##### Testo da analizzare

In questo ambito, la Corte si è peraltro mossa nel solco di una precedente giurisprudenza elaborata con riferimento alle conseguenze, derivanti dalla cittadinanza dell’Unione, sulla circolazione degli status personali e familiari, attraverso cui è stata progressivamente garantita effettività alle posizioni giuridiche nascenti dagli artt. 20-21 TFUE e dalla direttiva 2004/38/CE (limitando il richiamo ad alcune tra le pronunce più recenti e rilevanti per il tema in esame, cfr. Corte di giustizia, causa C-673/16, Coman; causa C-129/18, SM).

Nel caso V.M.A., però, la Corte è stata per la prima volta chiamata a pronunciarsi su una fattispecie concernente lo status filiationis di una minore, nata in Spagna da una coppia omogenitoriale (una cittadina britannica e una cittadina bulgara) mediante fecondazione eterologa consentita secondo la legislazione nazionale. L’atto di nascita della minore, formato dalle autorità spagnole attestando la maternità di entrambe le donne, non era stato riconosciuto in Bulgaria al fine di registrare la nascita della minore quale cittadina di quello Stato membro, e al fine di rilasciare un documento di identità, necessario per il successivo esercizio della circolazione e soggiorno nell’Unione.

##########
##### Materiale estratto

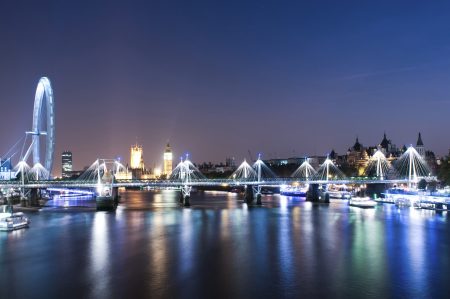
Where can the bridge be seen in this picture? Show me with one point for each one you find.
(409, 169)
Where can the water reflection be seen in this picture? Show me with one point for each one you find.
(100, 257)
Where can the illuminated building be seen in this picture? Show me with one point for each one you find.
(420, 147)
(168, 160)
(136, 157)
(6, 171)
(66, 163)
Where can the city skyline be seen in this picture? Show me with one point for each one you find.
(263, 80)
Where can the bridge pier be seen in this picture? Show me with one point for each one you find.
(248, 194)
(108, 202)
(313, 193)
(317, 194)
(181, 197)
(187, 203)
(34, 197)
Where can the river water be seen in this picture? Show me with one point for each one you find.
(220, 248)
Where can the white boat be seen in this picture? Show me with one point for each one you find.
(341, 194)
(11, 221)
(293, 190)
(362, 202)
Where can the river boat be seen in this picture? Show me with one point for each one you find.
(339, 192)
(362, 202)
(424, 199)
(10, 221)
(293, 190)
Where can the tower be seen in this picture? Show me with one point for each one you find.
(419, 146)
(168, 160)
(66, 163)
(136, 157)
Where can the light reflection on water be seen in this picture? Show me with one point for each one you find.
(150, 247)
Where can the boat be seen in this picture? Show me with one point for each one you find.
(293, 190)
(340, 192)
(424, 199)
(10, 221)
(362, 202)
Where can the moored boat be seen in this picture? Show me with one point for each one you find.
(293, 191)
(11, 221)
(362, 202)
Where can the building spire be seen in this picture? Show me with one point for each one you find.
(419, 140)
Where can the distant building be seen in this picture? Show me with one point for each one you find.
(136, 157)
(6, 171)
(420, 148)
(230, 162)
(67, 165)
(358, 157)
(168, 157)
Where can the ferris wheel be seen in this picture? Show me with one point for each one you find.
(43, 131)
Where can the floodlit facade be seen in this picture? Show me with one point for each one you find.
(136, 157)
(168, 158)
(6, 171)
(66, 163)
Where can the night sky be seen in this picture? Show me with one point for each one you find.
(216, 79)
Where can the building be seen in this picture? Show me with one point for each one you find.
(136, 157)
(420, 148)
(358, 157)
(168, 158)
(6, 171)
(66, 164)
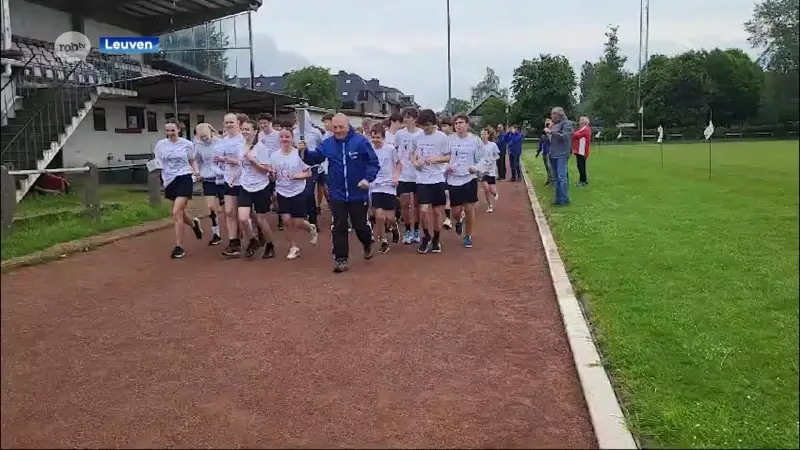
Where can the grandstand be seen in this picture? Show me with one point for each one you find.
(110, 109)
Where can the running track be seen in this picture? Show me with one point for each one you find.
(122, 347)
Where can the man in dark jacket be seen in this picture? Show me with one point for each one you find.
(352, 166)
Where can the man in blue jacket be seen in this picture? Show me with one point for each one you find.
(352, 166)
(502, 145)
(514, 139)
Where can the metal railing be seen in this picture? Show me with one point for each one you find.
(52, 96)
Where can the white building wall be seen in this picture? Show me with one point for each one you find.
(38, 22)
(107, 148)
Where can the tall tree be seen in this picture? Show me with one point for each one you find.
(608, 99)
(493, 112)
(539, 84)
(456, 106)
(315, 84)
(490, 84)
(775, 29)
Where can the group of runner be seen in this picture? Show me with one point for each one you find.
(404, 179)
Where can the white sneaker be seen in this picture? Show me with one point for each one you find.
(312, 232)
(447, 223)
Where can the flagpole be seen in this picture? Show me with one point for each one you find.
(710, 138)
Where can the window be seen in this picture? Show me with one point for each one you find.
(152, 121)
(99, 117)
(134, 117)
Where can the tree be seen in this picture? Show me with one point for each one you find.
(489, 85)
(539, 84)
(492, 112)
(775, 28)
(455, 106)
(315, 84)
(608, 97)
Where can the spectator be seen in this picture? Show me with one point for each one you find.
(544, 150)
(514, 139)
(581, 143)
(560, 133)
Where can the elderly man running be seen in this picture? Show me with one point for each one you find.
(352, 166)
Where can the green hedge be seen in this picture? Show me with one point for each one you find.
(694, 133)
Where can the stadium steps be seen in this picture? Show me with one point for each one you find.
(47, 119)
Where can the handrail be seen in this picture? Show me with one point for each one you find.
(10, 79)
(38, 111)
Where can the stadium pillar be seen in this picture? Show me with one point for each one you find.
(175, 96)
(6, 25)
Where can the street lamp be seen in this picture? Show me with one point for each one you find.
(449, 68)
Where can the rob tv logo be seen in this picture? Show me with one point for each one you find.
(129, 45)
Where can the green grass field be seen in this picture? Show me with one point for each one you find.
(692, 286)
(44, 231)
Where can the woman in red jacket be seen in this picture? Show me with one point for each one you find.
(581, 143)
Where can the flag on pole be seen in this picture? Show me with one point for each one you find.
(709, 131)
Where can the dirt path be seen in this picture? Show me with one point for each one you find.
(122, 347)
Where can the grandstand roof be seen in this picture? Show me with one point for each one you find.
(151, 17)
(161, 89)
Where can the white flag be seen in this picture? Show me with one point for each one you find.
(709, 131)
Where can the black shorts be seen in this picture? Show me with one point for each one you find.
(432, 194)
(260, 201)
(181, 186)
(232, 191)
(464, 194)
(212, 189)
(406, 187)
(384, 201)
(293, 206)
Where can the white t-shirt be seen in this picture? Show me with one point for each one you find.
(491, 154)
(406, 143)
(174, 158)
(231, 147)
(253, 179)
(270, 140)
(466, 153)
(432, 145)
(384, 180)
(286, 165)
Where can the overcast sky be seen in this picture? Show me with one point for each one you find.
(404, 44)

##########

[Quesiti e compiti]
1. Secondo il testo sulla Corte di giustizia, di quale nazionalità erano le due donne della coppia nel caso V.M.A.?
2. Continua il testo sulla Corte di giustizia a partire dalla sua ultima frase.

[Risposte numerate]
1. Una era cittadina britannica e l'altra cittadina bulgara.

2.
Argomentando, più precisamente, sulla base dei principi già espressi nella decisione Coman, riguardante la diversa ipotesi di un matrimonio same-sex di cui è stato imposto il riconoscimento, seppur trattandosi di un istituto non previsto nell’ordinamento dello Stato membro del foro, per permettere il rispetto dei diritti discendenti dalla cittadinanza europea (v. amplius Kochenov et al.; Grassi 2019; Rossolillo 2018), il giudice dell’Unione ha ritenuto sussistente l’obbligo, tanto per lo Stato membro di cittadinanza della minore quanto per ogni altro paese UE, di riconoscere il rapporto di filiazione come attestato nell’atto di nascita emesso dalle autorità di uno Stato membro ai (soli) fini di consentire al minore di circolare e soggiornare liberamente, con ciascun genitore, nel territorio europeo ai sensi dall’art. 21, par. 1, TFUE, e di esercitare gli ulteriori diritti connessi. L’obbligo così affermato in forza della sentenza V.M.A. (definito in dottrina come «funzionalmente orientato»: Feraci 2022b, cit., p. 571; analogamente Meeusen) non impone, invece, agli Stati membri, il riconoscimento dello status familiare a fini diversi dall’esercizio del diritto di circolazione e soggiorno (quali, ad esempio, con specifico riferimento ad un minore, le questioni riguardanti l’affidamento, o, più in generale, le questioni relative ad obbligazioni alimentari, successioni, sicurezza e previdenza sociale), né, tantomeno, richiede alcuna modifica della normativa nazionale in materia di diritto di famiglia e di stato civile.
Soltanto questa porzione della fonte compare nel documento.